### EXERCISE DATA
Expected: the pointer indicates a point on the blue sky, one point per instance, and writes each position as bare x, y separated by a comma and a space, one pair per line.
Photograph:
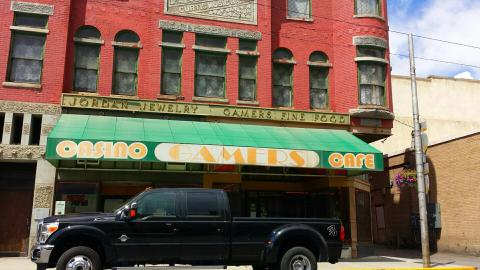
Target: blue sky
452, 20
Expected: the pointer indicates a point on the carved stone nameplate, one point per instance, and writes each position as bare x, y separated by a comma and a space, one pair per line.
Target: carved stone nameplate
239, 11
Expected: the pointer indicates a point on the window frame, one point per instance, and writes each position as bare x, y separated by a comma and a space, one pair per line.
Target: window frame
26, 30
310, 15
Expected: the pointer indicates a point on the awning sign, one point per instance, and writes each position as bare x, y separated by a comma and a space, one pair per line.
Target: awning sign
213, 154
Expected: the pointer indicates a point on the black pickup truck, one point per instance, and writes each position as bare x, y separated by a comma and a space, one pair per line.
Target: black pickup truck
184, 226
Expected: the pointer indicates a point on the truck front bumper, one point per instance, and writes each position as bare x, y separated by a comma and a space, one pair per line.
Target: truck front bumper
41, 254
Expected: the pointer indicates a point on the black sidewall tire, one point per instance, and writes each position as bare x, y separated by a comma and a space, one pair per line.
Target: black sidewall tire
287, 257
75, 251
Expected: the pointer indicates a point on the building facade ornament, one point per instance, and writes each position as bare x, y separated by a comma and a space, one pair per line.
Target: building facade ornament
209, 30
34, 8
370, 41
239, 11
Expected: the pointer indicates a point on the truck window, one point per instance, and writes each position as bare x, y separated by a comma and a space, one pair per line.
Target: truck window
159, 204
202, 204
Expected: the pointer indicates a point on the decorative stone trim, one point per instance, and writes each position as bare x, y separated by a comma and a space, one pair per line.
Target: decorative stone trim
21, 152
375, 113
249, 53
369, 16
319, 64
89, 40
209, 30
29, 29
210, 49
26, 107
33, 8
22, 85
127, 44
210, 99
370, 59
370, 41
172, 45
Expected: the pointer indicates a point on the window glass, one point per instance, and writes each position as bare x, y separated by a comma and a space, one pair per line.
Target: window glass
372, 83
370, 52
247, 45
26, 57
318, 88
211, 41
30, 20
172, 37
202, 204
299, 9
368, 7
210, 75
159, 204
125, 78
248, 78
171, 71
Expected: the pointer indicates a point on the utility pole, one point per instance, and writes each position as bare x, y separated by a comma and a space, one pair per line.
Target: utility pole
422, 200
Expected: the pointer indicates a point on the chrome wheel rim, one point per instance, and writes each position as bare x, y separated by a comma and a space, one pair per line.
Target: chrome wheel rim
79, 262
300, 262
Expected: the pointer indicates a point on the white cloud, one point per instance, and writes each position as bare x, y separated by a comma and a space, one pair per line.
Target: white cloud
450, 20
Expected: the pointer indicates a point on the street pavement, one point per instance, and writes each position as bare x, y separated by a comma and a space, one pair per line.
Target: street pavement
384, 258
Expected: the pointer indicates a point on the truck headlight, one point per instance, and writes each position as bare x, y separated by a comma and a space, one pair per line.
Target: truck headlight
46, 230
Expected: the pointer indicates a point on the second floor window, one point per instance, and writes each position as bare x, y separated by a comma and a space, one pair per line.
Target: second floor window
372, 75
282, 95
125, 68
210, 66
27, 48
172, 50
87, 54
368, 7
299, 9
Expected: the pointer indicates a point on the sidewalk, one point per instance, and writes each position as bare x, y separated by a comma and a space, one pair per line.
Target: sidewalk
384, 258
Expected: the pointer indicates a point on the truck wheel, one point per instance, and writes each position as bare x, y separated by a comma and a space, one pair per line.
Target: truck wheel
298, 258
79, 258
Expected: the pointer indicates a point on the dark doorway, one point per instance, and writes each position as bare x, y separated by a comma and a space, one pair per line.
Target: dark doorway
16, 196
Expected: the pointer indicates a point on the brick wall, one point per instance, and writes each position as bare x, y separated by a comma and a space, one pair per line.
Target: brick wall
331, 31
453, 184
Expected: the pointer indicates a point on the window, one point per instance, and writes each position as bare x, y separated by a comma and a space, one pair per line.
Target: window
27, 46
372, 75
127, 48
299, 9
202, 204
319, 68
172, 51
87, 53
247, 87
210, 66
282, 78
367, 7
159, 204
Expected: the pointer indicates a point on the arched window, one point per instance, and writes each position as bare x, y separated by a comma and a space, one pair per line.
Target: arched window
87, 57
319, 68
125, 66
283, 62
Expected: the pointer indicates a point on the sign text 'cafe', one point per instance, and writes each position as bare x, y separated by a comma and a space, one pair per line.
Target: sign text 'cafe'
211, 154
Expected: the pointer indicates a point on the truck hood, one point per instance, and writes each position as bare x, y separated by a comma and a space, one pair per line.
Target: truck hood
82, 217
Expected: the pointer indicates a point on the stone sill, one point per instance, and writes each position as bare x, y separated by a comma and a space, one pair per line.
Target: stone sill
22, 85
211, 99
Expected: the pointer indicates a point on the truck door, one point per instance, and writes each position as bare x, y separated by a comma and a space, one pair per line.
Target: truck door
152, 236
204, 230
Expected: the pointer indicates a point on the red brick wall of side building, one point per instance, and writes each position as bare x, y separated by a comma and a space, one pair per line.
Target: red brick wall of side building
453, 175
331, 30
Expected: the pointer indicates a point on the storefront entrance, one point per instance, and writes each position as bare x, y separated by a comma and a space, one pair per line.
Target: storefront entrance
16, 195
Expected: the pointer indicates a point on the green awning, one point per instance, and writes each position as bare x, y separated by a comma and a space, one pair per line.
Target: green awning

### WHAT THE TASK REQUIRES
All lines with the word "green" need to be copied from the data above.

### EXPECTED OUTPUT
Expected: the pointer indicates a point on the green awning, one point per instance, and writes each position as bare x, y separated by a comma and a space, one pair per line.
Target: green awning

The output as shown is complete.